[Records from a point-labeling set]
▶

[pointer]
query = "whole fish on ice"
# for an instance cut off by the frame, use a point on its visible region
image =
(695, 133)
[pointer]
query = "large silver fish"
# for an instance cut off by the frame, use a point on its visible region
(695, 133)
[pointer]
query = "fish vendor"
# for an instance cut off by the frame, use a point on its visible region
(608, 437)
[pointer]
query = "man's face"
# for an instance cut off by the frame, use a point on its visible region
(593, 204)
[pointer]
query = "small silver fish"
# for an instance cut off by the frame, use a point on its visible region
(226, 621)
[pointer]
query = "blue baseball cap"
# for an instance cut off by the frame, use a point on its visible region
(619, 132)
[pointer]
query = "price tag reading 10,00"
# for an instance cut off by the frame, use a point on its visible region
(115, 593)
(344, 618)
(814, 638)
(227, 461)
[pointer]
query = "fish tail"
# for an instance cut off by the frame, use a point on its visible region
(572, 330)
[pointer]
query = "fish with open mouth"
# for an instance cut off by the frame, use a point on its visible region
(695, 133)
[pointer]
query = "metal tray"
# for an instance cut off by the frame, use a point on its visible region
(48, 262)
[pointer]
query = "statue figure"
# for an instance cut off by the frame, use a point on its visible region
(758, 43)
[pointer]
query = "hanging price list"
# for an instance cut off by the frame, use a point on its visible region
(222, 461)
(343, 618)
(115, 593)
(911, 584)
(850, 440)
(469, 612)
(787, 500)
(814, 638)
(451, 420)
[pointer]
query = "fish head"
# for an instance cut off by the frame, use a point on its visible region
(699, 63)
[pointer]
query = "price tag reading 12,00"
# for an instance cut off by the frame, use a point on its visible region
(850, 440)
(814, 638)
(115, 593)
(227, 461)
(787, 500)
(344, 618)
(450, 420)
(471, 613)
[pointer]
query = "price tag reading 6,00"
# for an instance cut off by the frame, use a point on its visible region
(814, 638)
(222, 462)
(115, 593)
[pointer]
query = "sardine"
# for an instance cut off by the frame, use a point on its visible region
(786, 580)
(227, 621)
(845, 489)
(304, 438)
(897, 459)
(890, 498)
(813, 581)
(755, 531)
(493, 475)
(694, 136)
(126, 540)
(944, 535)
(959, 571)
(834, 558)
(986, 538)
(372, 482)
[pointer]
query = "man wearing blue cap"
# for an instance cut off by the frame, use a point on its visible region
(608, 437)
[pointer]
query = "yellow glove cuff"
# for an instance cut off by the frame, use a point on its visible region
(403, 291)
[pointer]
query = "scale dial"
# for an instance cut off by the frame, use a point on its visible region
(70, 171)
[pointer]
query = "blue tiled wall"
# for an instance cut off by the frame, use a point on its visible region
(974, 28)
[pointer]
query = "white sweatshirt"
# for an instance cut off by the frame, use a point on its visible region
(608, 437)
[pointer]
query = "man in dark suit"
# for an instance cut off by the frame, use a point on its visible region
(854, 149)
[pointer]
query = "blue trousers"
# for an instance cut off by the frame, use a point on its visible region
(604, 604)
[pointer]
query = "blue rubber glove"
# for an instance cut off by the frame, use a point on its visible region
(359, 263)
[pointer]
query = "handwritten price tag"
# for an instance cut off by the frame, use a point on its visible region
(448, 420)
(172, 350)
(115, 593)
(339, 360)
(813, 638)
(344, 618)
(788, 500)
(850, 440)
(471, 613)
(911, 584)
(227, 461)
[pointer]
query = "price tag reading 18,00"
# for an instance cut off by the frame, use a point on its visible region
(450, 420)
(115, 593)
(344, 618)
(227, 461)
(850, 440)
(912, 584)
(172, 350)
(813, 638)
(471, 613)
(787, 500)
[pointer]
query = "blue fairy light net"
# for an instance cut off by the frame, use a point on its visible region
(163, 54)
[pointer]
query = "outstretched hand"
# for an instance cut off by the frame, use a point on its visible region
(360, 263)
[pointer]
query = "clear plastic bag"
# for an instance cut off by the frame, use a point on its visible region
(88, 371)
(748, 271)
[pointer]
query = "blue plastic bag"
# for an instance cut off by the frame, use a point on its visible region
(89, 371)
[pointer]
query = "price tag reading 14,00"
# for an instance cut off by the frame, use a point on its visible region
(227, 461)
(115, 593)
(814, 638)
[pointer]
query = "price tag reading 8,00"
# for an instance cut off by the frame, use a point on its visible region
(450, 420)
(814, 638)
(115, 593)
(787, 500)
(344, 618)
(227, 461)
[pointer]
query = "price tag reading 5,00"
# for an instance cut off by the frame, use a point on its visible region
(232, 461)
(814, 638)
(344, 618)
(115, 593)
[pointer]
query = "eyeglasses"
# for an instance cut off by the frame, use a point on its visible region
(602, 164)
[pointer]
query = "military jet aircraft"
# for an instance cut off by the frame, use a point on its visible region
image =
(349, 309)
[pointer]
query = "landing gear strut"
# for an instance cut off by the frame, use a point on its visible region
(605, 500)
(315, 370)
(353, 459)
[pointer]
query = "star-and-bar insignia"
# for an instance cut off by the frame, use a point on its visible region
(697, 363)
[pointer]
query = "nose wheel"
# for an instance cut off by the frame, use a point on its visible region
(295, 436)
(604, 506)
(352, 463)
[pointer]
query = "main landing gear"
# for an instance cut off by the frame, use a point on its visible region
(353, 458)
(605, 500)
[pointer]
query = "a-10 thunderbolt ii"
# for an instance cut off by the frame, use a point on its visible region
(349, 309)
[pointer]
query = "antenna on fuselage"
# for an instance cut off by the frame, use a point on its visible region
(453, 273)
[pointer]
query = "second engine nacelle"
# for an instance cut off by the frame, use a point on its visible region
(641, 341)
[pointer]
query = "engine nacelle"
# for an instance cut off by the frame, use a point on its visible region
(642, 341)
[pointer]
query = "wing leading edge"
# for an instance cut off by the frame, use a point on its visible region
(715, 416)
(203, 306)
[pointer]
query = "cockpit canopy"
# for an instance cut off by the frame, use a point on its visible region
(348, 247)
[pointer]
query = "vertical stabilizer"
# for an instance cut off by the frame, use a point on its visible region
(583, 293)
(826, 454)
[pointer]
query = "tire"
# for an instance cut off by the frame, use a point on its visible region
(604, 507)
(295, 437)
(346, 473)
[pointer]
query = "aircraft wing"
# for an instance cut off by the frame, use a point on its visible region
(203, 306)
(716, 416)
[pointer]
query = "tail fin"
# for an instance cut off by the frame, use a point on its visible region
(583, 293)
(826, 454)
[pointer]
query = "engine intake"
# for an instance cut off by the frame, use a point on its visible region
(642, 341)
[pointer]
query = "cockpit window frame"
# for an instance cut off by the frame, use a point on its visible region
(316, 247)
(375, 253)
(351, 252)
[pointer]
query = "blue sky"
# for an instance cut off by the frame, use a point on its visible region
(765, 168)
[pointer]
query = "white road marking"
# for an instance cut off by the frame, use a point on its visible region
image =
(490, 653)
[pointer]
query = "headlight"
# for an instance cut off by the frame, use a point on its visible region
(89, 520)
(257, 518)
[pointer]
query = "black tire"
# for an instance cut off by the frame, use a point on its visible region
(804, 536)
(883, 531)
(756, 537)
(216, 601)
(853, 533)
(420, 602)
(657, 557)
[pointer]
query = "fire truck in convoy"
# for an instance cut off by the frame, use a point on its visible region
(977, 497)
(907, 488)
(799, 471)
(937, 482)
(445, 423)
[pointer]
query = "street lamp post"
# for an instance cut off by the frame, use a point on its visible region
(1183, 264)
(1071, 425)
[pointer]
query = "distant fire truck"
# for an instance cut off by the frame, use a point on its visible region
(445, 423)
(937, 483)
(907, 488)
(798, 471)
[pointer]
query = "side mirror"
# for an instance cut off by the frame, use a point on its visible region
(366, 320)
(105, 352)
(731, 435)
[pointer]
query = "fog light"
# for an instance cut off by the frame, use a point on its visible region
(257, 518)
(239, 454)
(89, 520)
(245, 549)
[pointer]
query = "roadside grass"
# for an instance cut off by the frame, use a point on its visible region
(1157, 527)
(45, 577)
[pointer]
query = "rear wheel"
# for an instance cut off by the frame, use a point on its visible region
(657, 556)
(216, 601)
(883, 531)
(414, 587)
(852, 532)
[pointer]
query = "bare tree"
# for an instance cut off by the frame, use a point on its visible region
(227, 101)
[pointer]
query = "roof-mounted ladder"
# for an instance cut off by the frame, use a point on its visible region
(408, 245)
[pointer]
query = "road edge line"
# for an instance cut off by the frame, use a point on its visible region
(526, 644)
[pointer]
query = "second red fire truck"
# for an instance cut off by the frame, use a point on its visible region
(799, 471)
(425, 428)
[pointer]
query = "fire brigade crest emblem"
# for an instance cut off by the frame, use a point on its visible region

◀

▸ **Your instructions**: Which lines of the material contain the string "glove"? Pick them out and copy each one in full.

▸ **Solved problem**:
query = "yellow glove cuff"
query = "blue rubber glove"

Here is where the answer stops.